Work item: Starting at the top of the rows and going on through the line with "box: [0, 171, 459, 612]", recast those lines as a Markdown table with the columns Row and Text, numbering each line and skipping any blank ones. Leave the pictures out.

Record set:
******************************
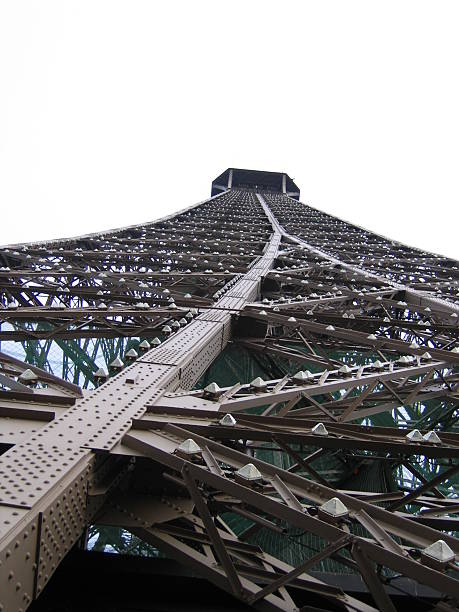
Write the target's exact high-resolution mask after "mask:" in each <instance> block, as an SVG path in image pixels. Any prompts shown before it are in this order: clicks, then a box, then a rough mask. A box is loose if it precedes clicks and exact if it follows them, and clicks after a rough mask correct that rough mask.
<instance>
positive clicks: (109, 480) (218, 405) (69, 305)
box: [0, 171, 459, 612]
mask: <svg viewBox="0 0 459 612" xmlns="http://www.w3.org/2000/svg"><path fill="white" fill-rule="evenodd" d="M241 172H246V171H241ZM247 172H248V171H247ZM260 174H263V173H257V177H259V176H260ZM222 176H223V175H222ZM246 176H247V175H244V181H245V180H246ZM285 176H286V175H285ZM228 180H229V181H230V179H228ZM258 180H259V178H257V181H258ZM260 180H261V179H260ZM282 184H283V185H284V186H285V184H286V179H283V183H282ZM228 187H229V188H227V189H226V191H224V192H223V193H221V194H220V195H217V196H214V197H213V198H211V199H210V200H207V201H205V202H203V203H201V204H199V205H197V206H195V207H190V208H189V209H186V210H185V211H182V212H181V213H178V214H177V215H173V216H171V217H167V218H165V219H162V220H160V221H157V222H155V223H151V224H146V225H139V226H132V227H128V228H123V229H120V230H111V231H109V232H104V233H101V234H94V235H88V236H82V237H79V238H75V239H63V240H58V241H51V242H48V243H36V244H28V245H14V246H13V247H7V248H3V249H1V250H0V261H1V264H2V265H1V268H0V292H1V294H0V295H1V300H2V304H3V308H2V309H0V321H1V324H0V342H1V346H2V349H3V351H4V352H3V353H1V354H0V448H1V449H2V450H3V451H4V452H3V454H2V455H1V457H0V477H1V480H0V521H1V522H0V610H7V611H8V612H9V611H16V610H18V611H19V610H25V609H26V608H27V607H28V606H29V605H30V604H31V603H32V602H33V601H34V600H35V599H36V598H38V597H39V595H40V593H41V592H42V590H43V588H44V587H45V585H46V584H47V583H48V581H49V580H50V578H51V577H52V575H53V573H54V572H55V570H56V569H57V567H58V566H59V564H60V562H61V561H62V560H63V558H64V557H65V555H66V554H67V553H68V551H70V550H71V549H72V548H73V547H74V546H75V545H76V544H77V543H80V544H81V542H86V540H87V531H88V528H89V526H91V525H111V526H116V527H119V528H122V529H123V530H128V531H129V532H131V533H132V534H135V535H136V536H137V537H139V538H141V540H142V541H144V542H145V543H148V544H150V545H151V546H153V547H154V548H155V549H158V550H160V551H161V552H162V553H164V554H166V555H167V556H169V557H171V558H175V559H176V560H178V561H179V562H181V563H184V564H186V565H188V566H190V567H191V568H193V570H194V571H196V572H198V573H200V574H202V575H203V576H204V577H205V578H207V579H208V580H209V581H211V582H213V583H214V584H215V585H217V586H218V587H220V588H221V589H223V590H225V591H227V592H228V593H231V594H232V595H233V596H234V597H236V598H237V599H239V600H241V601H242V602H244V603H245V604H249V605H251V606H253V607H254V608H256V609H260V610H300V609H303V610H310V609H333V610H335V609H337V610H338V609H344V610H358V611H362V612H366V611H370V610H383V611H393V610H396V609H398V607H399V604H397V601H398V599H397V597H400V596H401V595H403V598H404V601H405V602H406V605H415V606H417V605H420V606H421V608H419V609H435V610H445V611H446V610H454V609H457V606H458V602H459V581H458V579H457V578H458V575H457V571H458V565H457V561H458V555H459V540H458V539H457V537H456V535H457V532H458V531H459V529H458V520H459V519H458V513H459V502H458V500H457V486H458V473H459V461H458V457H459V432H458V430H457V428H456V427H455V423H456V419H457V410H456V406H457V402H458V391H459V387H458V382H459V378H458V376H459V372H458V363H459V336H458V332H459V328H458V324H457V322H458V313H459V305H458V304H459V300H458V299H457V294H456V292H457V280H456V279H457V278H458V274H457V270H458V268H457V262H454V261H451V260H447V259H446V258H440V257H438V256H433V255H431V254H428V253H424V252H421V251H418V250H416V249H412V248H408V247H405V246H403V245H399V244H396V243H393V242H391V241H388V240H386V239H384V238H382V237H380V236H377V235H374V234H371V233H369V232H366V231H364V230H362V229H360V228H357V227H355V226H351V225H350V224H347V223H345V222H343V221H340V220H338V219H335V218H332V217H329V216H328V215H325V214H323V213H320V212H319V211H316V210H314V209H312V208H310V207H307V206H305V205H303V204H300V203H299V202H298V201H297V200H296V199H292V198H290V197H288V196H287V195H285V193H281V190H279V192H275V191H274V190H273V191H269V192H266V191H263V190H260V188H256V187H253V188H250V186H245V187H244V188H242V187H238V188H234V187H231V185H229V186H228ZM114 343H117V344H116V345H115V344H114ZM56 346H57V347H59V348H60V350H61V351H62V357H61V359H62V363H60V364H58V366H59V368H60V367H62V370H60V372H62V376H63V378H60V377H58V376H57V375H56V374H57V370H56V369H53V366H52V362H53V359H52V355H51V352H52V351H53V350H54V349H55V347H56ZM13 349H14V350H15V351H16V353H15V354H18V353H21V351H22V353H21V354H23V356H24V361H25V362H26V363H25V362H24V361H21V360H20V359H18V358H14V357H12V356H11V355H12V353H14V350H13ZM230 350H231V351H233V353H234V354H236V355H243V354H244V352H249V353H250V355H251V356H252V358H253V359H254V360H258V361H257V363H259V364H261V365H260V367H261V366H264V367H265V371H266V372H267V373H268V375H266V376H265V377H264V378H263V377H261V376H258V377H256V378H254V379H253V380H241V379H239V380H238V379H237V377H236V376H234V375H231V372H229V371H228V368H225V363H227V362H225V356H226V355H227V353H228V351H230ZM217 363H222V364H223V369H224V375H225V377H226V378H225V380H228V379H231V382H230V383H227V384H222V382H221V381H220V384H217V383H216V382H212V383H211V384H208V382H209V380H206V378H208V377H209V376H211V373H212V371H213V368H215V367H216V364H217ZM59 368H58V369H59ZM270 369H271V371H272V373H274V374H275V375H274V376H272V375H269V371H270ZM46 370H47V371H46ZM52 372H54V374H53V373H52ZM60 372H59V373H60ZM81 372H82V373H83V374H84V384H82V386H84V387H93V388H92V389H91V390H89V389H86V390H83V391H82V390H81V388H80V386H77V385H75V384H72V382H68V381H70V380H73V381H76V382H78V381H79V373H81ZM64 378H65V379H66V380H64ZM199 381H201V383H200V382H199ZM203 381H205V382H203ZM80 384H81V383H80ZM335 465H336V466H339V469H338V468H336V469H335V470H333V466H335ZM366 473H368V474H376V475H377V476H378V479H377V480H376V481H375V482H370V481H369V480H368V479H367V480H362V479H360V480H359V478H360V475H361V474H366ZM382 483H385V484H382ZM236 519H237V520H238V521H239V523H237V525H238V526H237V527H236V522H235V520H236ZM241 525H242V528H241V527H240V526H241ZM266 534H269V535H272V537H273V538H276V540H275V541H276V542H278V543H280V544H281V546H278V547H277V548H276V546H271V547H270V546H268V545H267V544H266V543H267V541H268V539H267V537H265V536H266ZM289 547H294V548H295V550H296V551H298V550H299V552H298V553H297V554H296V557H295V560H294V562H293V561H292V562H287V561H286V557H285V554H284V552H283V551H285V550H288V549H289ZM292 558H293V557H292ZM330 568H333V569H332V570H331V569H330ZM340 572H341V573H342V574H344V575H349V576H350V575H353V576H358V577H360V579H361V581H362V584H363V585H364V589H363V590H362V592H360V593H355V592H353V591H352V589H351V588H349V589H347V588H343V586H342V584H337V582H336V580H334V576H336V575H337V574H340ZM402 584H403V588H402V587H401V586H400V585H402ZM406 585H410V586H409V588H406ZM311 598H312V599H311ZM310 600H313V601H314V602H316V603H315V604H314V605H313V606H312V607H311V606H309V605H308V603H307V602H309V601H310ZM317 602H318V603H317ZM429 602H430V603H429ZM316 604H317V605H316ZM403 605H405V603H404V604H403ZM429 606H430V608H429Z"/></svg>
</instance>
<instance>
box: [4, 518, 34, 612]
mask: <svg viewBox="0 0 459 612" xmlns="http://www.w3.org/2000/svg"><path fill="white" fill-rule="evenodd" d="M26 515H27V511H26V510H20V509H18V508H9V507H5V506H0V537H3V536H4V535H6V533H8V532H9V531H11V537H10V542H9V545H8V546H7V547H5V548H4V549H3V550H1V551H0V610H2V611H3V612H7V611H10V610H11V611H16V610H25V609H26V608H27V607H28V605H29V604H30V602H31V601H32V599H33V595H34V581H35V576H34V574H35V571H34V566H35V562H36V551H37V537H38V521H37V520H36V519H35V520H34V521H33V522H29V521H28V522H27V524H26V525H25V526H23V527H21V521H22V519H23V518H24V517H25V516H26ZM12 525H14V527H13V529H12V528H11V527H12Z"/></svg>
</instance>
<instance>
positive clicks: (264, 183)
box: [212, 168, 300, 200]
mask: <svg viewBox="0 0 459 612" xmlns="http://www.w3.org/2000/svg"><path fill="white" fill-rule="evenodd" d="M231 188H236V189H237V188H241V189H257V190H259V191H271V192H277V193H284V194H285V195H288V196H290V197H292V198H295V200H299V199H300V190H299V188H298V187H297V186H296V185H295V183H294V182H293V180H292V179H291V178H290V177H289V175H288V174H286V173H285V172H265V171H264V170H244V169H241V168H227V170H225V171H224V172H223V173H222V174H220V176H217V178H216V179H215V180H214V181H213V182H212V195H213V196H214V195H217V194H219V193H222V192H223V191H226V190H227V189H231Z"/></svg>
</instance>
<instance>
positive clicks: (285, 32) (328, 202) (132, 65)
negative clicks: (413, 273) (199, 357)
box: [0, 0, 459, 259]
mask: <svg viewBox="0 0 459 612" xmlns="http://www.w3.org/2000/svg"><path fill="white" fill-rule="evenodd" d="M458 31H459V3H458V2H457V1H456V0H455V1H452V2H448V1H441V2H432V1H431V2H425V1H423V0H416V1H414V2H411V1H403V0H397V1H395V2H393V1H390V0H385V1H384V2H373V1H371V0H365V1H359V2H358V1H344V0H339V1H336V2H334V1H327V0H318V1H315V2H308V1H307V0H303V1H301V2H296V1H293V0H292V1H289V0H277V2H271V1H268V0H263V1H258V0H244V1H237V0H231V1H227V2H219V1H217V0H214V1H212V2H205V1H200V0H192V1H190V0H188V1H180V0H175V1H169V2H165V1H163V2H155V1H153V0H150V1H148V2H142V1H136V0H130V1H125V2H118V1H116V0H110V1H107V2H105V1H102V0H91V1H88V2H86V1H83V0H79V1H78V2H70V1H66V0H59V1H57V2H48V1H46V0H41V1H40V2H38V1H36V0H34V1H30V2H28V1H19V0H10V1H5V0H0V210H1V217H0V244H6V243H13V242H22V241H30V240H34V239H45V238H53V237H59V236H72V235H76V234H81V233H86V232H93V231H97V230H103V229H107V228H113V227H118V226H123V225H129V224H133V223H140V222H144V221H148V220H153V219H155V218H157V217H160V216H163V215H165V214H169V213H171V212H173V211H175V210H178V209H180V208H183V207H185V206H188V205H190V204H192V203H196V202H199V201H201V200H203V199H205V198H207V197H208V196H209V195H210V184H211V181H212V179H213V178H214V177H216V176H217V175H218V174H220V173H221V172H222V171H223V170H225V169H226V168H227V167H229V166H234V167H240V168H253V169H259V170H271V171H285V172H287V173H288V174H290V176H291V177H292V178H294V180H295V181H296V182H297V184H298V185H299V187H300V189H301V193H302V196H301V200H302V201H303V202H306V203H309V204H311V205H313V206H315V207H317V208H320V209H322V210H324V211H327V212H329V213H332V214H335V215H337V216H340V217H342V218H344V219H347V220H349V221H353V222H355V223H357V224H359V225H361V226H364V227H367V228H369V229H372V230H374V231H377V232H379V233H381V234H384V235H387V236H389V237H391V238H394V239H398V240H401V241H402V242H405V243H407V244H411V245H414V246H419V247H421V248H424V249H427V250H431V251H434V252H438V253H442V254H445V255H449V256H452V257H454V258H457V259H459V240H458V223H457V221H458V218H459V212H458V208H459V180H458V169H459V70H458V63H459V35H458Z"/></svg>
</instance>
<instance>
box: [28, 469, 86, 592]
mask: <svg viewBox="0 0 459 612" xmlns="http://www.w3.org/2000/svg"><path fill="white" fill-rule="evenodd" d="M87 487H88V474H87V473H84V474H81V475H80V476H79V477H78V478H77V479H76V480H74V481H73V483H71V484H70V485H69V486H68V487H67V488H66V489H65V490H64V491H63V492H62V493H61V494H60V495H59V497H58V498H57V499H56V500H55V501H54V502H53V503H52V504H51V505H50V506H49V507H48V508H47V509H46V510H45V511H44V512H43V513H42V514H41V515H40V549H39V558H38V568H37V595H39V594H40V592H41V591H42V590H43V588H44V586H45V585H46V583H47V582H48V580H49V578H50V577H51V575H52V574H53V573H54V571H55V570H56V568H57V566H58V565H59V563H60V562H61V561H62V559H63V558H64V556H65V555H66V553H67V552H68V551H69V550H70V548H71V547H72V546H73V545H74V544H75V542H76V541H77V540H78V538H79V537H80V536H81V533H82V531H83V530H84V528H85V526H86V522H87V520H86V519H87V517H86V503H87Z"/></svg>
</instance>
******************************
Exercise response:
| Row | Text |
|---|---|
| 1 | Write the target's exact high-resolution mask after "mask:" in each <instance> block, as an SVG path in image pixels. Any prompts shown before it are in this order: clicks, then a box, then a rough mask. A box is loose if it precedes clicks and exact if it follows them, and clicks after a rough mask correct that rough mask. |
| 2 | <instance> |
| 3 | positive clicks: (109, 480) (218, 405) (69, 305) |
| 4 | box: [0, 171, 459, 612] |